§ Exercise objective
Please reproduce every line from the one containing "Please put a point on the shadowed" through the last line, inclusive. Multiply each point coordinate by 1.8 and round to whole numbers, with halves rounding up, and keep all other lines unchanged. Give only that stretch.

'''

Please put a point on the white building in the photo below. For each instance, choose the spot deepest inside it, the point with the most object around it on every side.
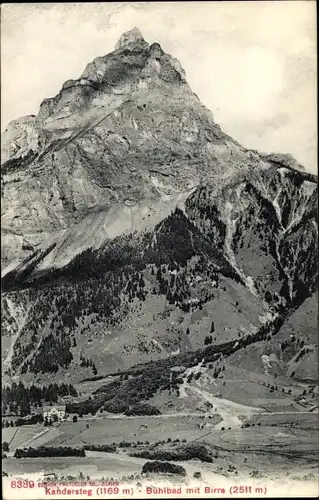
(57, 411)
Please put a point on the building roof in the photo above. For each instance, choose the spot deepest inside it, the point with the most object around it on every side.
(55, 407)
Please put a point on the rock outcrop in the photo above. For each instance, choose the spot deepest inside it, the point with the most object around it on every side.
(130, 219)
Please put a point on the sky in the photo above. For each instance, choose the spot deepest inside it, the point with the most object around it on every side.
(253, 64)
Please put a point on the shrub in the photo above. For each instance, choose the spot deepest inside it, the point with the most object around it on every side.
(109, 448)
(48, 451)
(142, 409)
(163, 467)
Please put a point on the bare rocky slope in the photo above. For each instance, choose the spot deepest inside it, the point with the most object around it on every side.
(135, 229)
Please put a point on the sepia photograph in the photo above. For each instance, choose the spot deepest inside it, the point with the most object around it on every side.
(159, 250)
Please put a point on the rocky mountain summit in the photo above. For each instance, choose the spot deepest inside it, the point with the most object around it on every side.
(134, 228)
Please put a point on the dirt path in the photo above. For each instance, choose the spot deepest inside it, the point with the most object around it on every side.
(7, 362)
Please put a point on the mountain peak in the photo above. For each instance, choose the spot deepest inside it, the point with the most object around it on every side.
(132, 36)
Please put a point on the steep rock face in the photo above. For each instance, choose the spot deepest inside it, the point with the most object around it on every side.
(134, 228)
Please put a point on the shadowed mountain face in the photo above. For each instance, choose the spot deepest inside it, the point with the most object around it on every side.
(134, 228)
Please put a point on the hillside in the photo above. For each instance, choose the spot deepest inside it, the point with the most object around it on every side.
(136, 231)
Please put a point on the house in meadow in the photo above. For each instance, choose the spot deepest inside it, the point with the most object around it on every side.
(54, 412)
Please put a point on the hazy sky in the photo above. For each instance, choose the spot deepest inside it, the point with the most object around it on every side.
(253, 64)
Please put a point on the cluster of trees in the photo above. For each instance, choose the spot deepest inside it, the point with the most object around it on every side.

'''

§ Worked solution
Please put a point on the shadowed mountain face in the photo above. For each instance, choose the spot deepest inside it, the point with the most object around it on every side.
(241, 410)
Please put a point on the hillside in the photo above. For each instance, choose the spot deepest inside it, the point with the most object around it on every side.
(245, 416)
Please put a point on the house in meadow in the photo above. For each instance, choose the spot deepest inside it, the point with the most object around it on every side.
(97, 742)
Please put a point on the hazy sky in the photo above. For each instance, choose the spot deepest inside it, the point with the most object around it on every side.
(455, 115)
Please put a point on the cluster of trees in the photo above. For each instance, choose the spot deepest inside it, the point with the most object around it on every side.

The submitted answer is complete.